◆ Exercise brief ◆
Return every line of the records below that contains the string "necklace", copying each one in full.
━━━━━━━━━━━━━━━━━━━━
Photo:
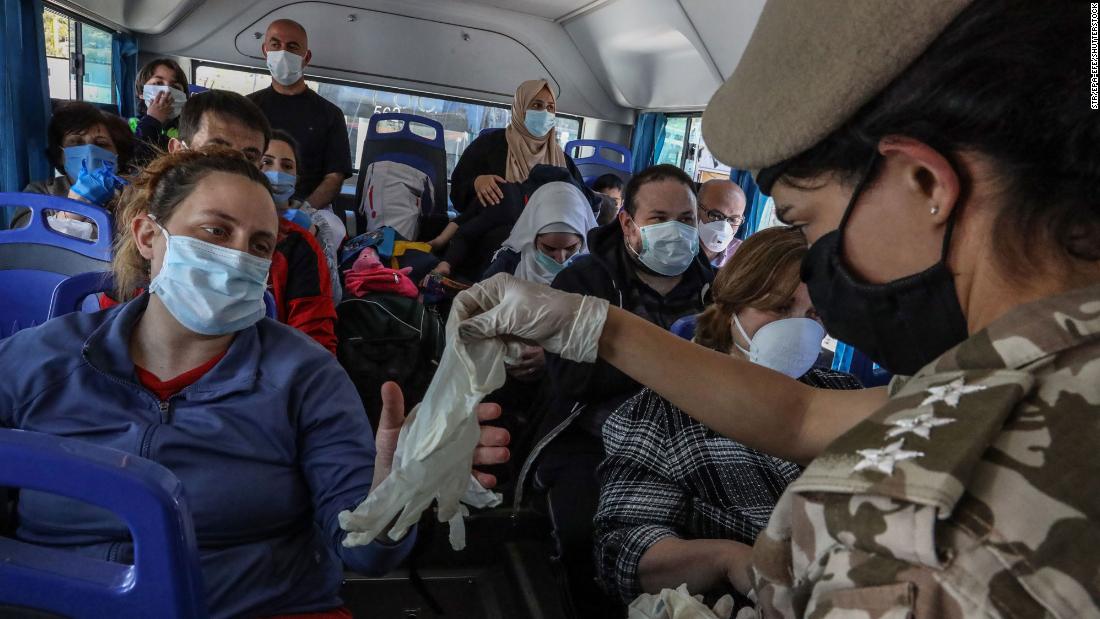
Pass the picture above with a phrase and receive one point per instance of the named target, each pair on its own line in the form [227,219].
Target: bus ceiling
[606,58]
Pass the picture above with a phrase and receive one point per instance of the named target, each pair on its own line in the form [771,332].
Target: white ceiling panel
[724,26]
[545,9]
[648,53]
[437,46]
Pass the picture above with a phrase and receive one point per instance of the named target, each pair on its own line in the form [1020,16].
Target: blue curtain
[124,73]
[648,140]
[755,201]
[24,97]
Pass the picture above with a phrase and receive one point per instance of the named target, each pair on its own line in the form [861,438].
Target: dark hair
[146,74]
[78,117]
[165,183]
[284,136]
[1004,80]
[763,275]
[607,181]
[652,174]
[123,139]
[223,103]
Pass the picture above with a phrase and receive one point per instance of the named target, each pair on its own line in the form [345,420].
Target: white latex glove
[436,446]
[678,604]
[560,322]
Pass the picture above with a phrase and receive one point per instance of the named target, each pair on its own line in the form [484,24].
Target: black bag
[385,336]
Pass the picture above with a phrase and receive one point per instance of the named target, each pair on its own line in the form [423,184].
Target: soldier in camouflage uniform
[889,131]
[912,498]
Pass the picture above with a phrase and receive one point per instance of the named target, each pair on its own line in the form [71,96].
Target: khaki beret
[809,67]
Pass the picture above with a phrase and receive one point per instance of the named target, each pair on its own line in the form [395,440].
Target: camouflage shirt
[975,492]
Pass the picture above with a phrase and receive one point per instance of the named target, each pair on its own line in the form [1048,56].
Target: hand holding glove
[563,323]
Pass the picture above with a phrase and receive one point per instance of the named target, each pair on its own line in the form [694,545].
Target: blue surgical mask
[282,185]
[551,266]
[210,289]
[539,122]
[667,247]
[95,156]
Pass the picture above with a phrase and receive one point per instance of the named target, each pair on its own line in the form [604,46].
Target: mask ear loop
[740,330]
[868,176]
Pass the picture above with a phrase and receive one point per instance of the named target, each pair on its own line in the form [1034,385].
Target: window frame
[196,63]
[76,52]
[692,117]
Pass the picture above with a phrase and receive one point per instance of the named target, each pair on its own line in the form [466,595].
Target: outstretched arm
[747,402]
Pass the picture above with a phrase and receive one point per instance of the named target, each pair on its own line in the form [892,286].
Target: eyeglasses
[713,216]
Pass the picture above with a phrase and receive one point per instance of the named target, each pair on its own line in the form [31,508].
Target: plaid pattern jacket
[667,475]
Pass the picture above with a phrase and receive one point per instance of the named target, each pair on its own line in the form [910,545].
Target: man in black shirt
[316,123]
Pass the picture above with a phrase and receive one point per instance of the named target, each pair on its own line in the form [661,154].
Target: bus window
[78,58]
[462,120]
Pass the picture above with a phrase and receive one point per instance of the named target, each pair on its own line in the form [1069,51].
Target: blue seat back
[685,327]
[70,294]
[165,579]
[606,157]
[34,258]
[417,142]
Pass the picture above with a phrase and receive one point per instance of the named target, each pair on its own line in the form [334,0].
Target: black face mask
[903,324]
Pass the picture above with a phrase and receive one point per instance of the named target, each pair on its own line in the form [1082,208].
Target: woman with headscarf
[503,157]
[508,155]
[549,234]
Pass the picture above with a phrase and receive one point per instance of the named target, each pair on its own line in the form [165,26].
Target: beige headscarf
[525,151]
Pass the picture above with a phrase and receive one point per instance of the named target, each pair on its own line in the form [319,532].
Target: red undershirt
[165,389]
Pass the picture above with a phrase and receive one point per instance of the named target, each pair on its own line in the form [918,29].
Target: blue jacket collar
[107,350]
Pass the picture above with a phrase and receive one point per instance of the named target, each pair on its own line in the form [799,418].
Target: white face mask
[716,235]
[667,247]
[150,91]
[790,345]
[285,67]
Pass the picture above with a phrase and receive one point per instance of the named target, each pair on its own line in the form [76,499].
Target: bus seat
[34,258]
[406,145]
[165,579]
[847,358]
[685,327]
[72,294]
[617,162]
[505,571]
━━━━━━━━━━━━━━━━━━━━
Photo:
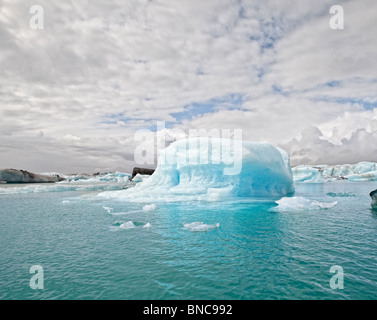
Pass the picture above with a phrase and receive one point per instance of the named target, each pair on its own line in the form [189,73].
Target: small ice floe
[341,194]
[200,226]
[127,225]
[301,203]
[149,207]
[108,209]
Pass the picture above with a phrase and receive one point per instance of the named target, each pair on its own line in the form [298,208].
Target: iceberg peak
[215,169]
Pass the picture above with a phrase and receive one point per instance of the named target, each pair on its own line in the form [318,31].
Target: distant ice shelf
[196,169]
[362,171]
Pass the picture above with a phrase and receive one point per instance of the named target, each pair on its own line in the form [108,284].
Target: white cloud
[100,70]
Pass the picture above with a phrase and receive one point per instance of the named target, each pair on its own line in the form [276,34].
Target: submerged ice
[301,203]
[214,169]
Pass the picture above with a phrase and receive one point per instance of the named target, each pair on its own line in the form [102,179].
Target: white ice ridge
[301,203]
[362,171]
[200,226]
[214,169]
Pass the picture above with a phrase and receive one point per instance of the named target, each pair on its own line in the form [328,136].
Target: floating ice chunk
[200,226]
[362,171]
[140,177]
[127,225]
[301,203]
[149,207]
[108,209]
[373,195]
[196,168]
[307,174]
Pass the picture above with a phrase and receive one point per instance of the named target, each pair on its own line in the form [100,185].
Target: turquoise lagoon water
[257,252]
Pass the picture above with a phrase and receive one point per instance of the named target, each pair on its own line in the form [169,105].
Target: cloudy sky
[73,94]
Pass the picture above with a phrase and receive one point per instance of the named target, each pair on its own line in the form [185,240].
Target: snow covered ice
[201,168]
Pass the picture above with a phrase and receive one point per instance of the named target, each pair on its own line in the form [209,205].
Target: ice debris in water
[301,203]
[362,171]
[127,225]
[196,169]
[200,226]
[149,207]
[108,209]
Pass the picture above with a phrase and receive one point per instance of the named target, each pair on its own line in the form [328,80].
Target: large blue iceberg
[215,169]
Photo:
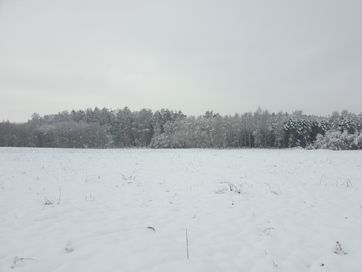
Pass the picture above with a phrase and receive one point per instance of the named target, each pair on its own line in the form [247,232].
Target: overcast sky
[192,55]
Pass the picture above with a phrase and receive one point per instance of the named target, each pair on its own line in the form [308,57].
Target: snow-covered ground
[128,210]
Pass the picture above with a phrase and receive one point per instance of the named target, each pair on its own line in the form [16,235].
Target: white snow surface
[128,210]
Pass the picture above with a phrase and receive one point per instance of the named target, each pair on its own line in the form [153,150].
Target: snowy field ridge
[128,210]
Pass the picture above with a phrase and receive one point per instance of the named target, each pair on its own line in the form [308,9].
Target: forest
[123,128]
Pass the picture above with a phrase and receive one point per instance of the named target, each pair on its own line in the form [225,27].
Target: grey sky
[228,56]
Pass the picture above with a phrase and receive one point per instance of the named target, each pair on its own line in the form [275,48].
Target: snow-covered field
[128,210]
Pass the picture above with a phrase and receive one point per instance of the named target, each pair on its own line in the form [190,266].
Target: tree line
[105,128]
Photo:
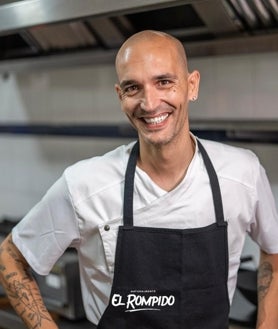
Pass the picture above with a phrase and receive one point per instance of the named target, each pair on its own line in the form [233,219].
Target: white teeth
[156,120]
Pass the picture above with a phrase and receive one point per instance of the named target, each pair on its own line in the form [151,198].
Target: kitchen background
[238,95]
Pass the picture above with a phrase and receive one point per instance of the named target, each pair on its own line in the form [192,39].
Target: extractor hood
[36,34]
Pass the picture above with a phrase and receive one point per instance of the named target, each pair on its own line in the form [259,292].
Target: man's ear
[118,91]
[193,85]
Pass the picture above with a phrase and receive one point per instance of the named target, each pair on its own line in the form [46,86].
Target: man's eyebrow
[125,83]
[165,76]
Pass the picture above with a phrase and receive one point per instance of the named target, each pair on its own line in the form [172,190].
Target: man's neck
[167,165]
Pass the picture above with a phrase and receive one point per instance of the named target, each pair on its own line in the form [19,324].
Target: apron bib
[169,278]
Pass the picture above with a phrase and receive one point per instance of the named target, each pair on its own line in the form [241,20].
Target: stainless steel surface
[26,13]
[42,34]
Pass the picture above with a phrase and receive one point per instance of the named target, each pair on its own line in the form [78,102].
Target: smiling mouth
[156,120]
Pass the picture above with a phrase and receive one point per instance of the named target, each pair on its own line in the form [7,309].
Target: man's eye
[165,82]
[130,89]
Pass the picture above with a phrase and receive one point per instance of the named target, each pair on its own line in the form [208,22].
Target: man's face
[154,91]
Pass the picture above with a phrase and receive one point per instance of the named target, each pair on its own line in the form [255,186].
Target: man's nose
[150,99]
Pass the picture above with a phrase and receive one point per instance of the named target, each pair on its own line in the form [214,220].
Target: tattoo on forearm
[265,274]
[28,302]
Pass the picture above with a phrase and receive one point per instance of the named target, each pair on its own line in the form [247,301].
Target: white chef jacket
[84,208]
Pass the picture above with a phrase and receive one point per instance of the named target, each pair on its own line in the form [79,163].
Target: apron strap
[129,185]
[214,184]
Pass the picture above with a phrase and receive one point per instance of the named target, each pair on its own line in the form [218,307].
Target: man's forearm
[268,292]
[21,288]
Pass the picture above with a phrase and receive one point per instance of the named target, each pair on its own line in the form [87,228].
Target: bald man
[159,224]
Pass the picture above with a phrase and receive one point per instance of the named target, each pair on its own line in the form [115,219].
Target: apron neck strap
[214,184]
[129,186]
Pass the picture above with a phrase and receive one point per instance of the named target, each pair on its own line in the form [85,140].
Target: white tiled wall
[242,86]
━━━━━━━━━━━━━━━━━━━━
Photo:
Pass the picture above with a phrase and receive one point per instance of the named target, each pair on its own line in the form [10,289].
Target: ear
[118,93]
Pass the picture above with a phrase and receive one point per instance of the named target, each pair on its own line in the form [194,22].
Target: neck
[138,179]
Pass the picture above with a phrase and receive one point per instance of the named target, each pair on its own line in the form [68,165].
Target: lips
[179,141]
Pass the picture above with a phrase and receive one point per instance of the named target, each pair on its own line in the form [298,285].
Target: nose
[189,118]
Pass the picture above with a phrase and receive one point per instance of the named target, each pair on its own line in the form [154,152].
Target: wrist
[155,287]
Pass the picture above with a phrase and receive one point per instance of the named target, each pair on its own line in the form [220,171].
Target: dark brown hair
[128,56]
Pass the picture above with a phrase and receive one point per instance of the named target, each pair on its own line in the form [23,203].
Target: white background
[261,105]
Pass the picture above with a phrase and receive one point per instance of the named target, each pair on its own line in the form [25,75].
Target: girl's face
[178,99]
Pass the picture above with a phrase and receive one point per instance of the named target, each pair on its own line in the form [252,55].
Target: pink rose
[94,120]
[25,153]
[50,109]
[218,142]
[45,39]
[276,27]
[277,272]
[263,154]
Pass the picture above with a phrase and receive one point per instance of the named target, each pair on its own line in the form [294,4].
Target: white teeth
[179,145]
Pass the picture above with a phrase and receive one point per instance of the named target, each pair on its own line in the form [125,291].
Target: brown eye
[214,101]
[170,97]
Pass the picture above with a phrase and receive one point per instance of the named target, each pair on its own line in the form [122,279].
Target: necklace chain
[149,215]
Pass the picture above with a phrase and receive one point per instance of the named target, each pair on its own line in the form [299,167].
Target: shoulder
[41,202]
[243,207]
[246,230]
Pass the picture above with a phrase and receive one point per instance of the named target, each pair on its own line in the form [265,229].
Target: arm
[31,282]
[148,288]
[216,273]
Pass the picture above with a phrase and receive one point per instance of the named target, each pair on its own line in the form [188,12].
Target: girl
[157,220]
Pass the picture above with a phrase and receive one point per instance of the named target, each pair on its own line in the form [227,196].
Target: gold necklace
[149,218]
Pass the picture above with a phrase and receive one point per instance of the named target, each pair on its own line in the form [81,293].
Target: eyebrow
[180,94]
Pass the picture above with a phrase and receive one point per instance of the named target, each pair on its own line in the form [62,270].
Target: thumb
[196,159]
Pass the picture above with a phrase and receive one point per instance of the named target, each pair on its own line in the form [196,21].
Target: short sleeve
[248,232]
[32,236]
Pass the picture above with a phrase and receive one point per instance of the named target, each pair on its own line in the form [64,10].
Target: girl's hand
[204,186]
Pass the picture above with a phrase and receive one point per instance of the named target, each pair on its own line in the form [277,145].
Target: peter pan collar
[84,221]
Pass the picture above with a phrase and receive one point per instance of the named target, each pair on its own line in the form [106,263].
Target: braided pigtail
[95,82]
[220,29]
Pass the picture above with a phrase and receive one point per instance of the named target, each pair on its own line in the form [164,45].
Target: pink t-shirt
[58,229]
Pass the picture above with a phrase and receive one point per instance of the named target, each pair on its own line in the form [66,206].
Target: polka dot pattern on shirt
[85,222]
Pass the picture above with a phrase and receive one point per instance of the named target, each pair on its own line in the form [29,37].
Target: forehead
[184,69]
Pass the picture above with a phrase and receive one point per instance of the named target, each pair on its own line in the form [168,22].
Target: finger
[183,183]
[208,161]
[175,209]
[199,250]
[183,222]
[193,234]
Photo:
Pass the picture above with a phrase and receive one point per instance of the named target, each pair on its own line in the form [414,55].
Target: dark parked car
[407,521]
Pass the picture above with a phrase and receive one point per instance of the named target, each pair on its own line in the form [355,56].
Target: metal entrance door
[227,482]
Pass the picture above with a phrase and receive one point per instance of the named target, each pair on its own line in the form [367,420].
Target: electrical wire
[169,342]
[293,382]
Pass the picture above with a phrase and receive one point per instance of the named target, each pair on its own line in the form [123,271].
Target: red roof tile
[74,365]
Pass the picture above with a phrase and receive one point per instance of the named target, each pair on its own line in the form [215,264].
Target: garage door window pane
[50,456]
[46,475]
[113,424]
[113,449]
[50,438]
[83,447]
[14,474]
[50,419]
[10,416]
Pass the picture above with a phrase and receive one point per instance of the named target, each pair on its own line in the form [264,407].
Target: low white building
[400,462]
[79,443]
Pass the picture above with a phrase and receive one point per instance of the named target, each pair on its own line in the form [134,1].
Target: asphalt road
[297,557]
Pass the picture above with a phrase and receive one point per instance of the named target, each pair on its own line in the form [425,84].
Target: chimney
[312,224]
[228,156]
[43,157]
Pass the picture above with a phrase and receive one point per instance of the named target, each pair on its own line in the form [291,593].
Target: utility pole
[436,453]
━━━━━━━━━━━━━━━━━━━━
◆ Written answer ◆
Target: necklace chain
Target: gold necklace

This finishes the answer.